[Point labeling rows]

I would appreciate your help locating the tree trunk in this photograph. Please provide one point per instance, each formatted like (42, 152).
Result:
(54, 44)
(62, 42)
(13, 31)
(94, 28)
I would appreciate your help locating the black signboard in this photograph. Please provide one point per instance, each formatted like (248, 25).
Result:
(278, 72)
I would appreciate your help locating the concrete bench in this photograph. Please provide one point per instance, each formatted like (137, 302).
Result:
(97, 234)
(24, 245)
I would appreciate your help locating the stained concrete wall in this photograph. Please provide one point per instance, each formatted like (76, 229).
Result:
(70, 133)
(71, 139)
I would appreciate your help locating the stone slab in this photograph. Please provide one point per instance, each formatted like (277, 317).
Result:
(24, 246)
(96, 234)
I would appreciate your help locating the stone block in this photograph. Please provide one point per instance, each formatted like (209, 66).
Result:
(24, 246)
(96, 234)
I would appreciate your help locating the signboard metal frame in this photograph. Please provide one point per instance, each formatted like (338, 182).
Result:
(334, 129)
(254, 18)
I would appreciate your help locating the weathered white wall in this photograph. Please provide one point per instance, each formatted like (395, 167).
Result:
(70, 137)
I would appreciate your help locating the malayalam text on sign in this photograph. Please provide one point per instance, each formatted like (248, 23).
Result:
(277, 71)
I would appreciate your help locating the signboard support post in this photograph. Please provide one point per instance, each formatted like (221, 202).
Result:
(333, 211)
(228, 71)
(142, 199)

WORK TO BE COMPLETED
Please output every line of the rows above as a Markdown table with the columns Number and Line, numbering the lines in order and leaving out any blank lines.

CORRECT RESULT
| Number | Line |
|---|---|
| 1 | I would appreciate your help locating the tree trunk in this photograph. Please provide one point per instance, each formatted like (42, 152). |
| 2 | Result: |
| 3 | (54, 44) |
| 4 | (62, 42) |
| 5 | (13, 31) |
| 6 | (94, 28) |
| 7 | I would appreciate your help locating the black signboard in this photograph. Please provide one point per instance, each formatted like (248, 25). |
| 8 | Result: |
| 9 | (278, 72) |
| 10 | I would appreciate your help locating the concrete bench in this photograph. Please provide one point per instance, each formatted like (137, 302). |
| 11 | Result: |
| 12 | (97, 234) |
| 13 | (24, 245) |
| 14 | I would appreciate your help locating the stained concrete wall in this photograph. Please provide one point per instance, each formatted like (76, 229). |
| 15 | Result: |
| 16 | (70, 133) |
| 17 | (71, 139) |
| 18 | I would appreciate your help locating the stone slab in this photograph. Please provide one point per instance, each formatted like (277, 317). |
| 19 | Result: |
| 20 | (24, 246) |
| 21 | (96, 234) |
| 22 | I would appreciate your help locating the stone block in this photograph. Please provide one point per instance, each formatted like (209, 66). |
| 23 | Result: |
| 24 | (24, 246) |
| 25 | (96, 234) |
| 26 | I would appreciate your help locating the signboard metal frame in this photograph. Please provide one point per instance, each formatted like (338, 182). |
| 27 | Result: |
| 28 | (334, 129) |
| 29 | (254, 18) |
| 30 | I would appreciate your help locating the weathered white wall in this photograph. Please provide one point per instance, each formatted like (395, 167). |
| 31 | Result: |
| 32 | (70, 137) |
| 33 | I would appreciate your help locating the malayalam text on sign in this photograph. Please provide one point per instance, each formatted like (248, 23). |
| 34 | Result: |
| 35 | (277, 71) |
| 36 | I would appreciate your help locating the signboard support post in this photograph. Please provide one point per instance, each formatted like (221, 202). |
| 37 | Result: |
| 38 | (333, 211) |
| 39 | (228, 71) |
| 40 | (142, 199) |